Directions: A verbatim printing of the entries that follow is needed; pictures must not appear in it.

Material to process:
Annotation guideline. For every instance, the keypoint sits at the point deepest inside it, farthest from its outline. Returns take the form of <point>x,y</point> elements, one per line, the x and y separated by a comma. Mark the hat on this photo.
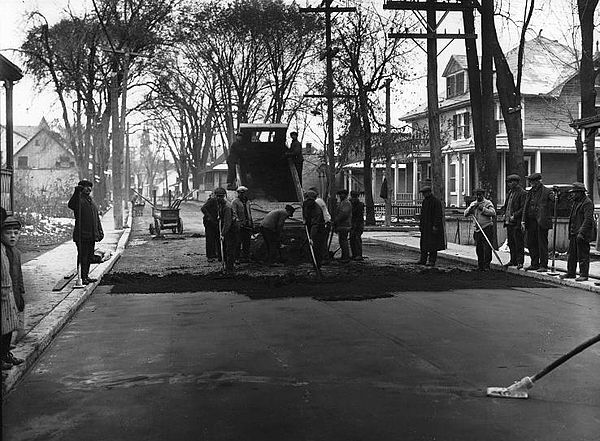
<point>311,194</point>
<point>577,186</point>
<point>11,222</point>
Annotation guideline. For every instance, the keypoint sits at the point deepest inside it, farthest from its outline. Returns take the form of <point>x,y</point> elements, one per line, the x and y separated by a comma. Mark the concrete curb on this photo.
<point>448,255</point>
<point>38,338</point>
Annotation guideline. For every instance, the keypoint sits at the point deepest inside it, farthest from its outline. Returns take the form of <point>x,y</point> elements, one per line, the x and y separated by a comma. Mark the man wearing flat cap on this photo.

Output for this task:
Annotation guideline. For every instance, the keypoint sits at the point deepest inside it, farthest from its outline. Returns take the form of <point>x,y</point> elements, one per line, the x and y separated by a comma. Mark the hat on this photo.
<point>311,194</point>
<point>577,186</point>
<point>11,222</point>
Annotation guideline. For every instance, the keypoint sits at the point deepest inside it, farthest from its outline. Returns take the form of <point>x,y</point> elements, one per line, the x and y separated by a comma. Mark the concrete curb on this photo.
<point>448,255</point>
<point>38,338</point>
Annotation guideline. For every instance, the keypoint sits at the point deepest inside it, farthest from its outline. Returns take the form of <point>x,y</point> elements, one per line, the x and y separated by a comma. Mark the man wearing flat cap on this photo.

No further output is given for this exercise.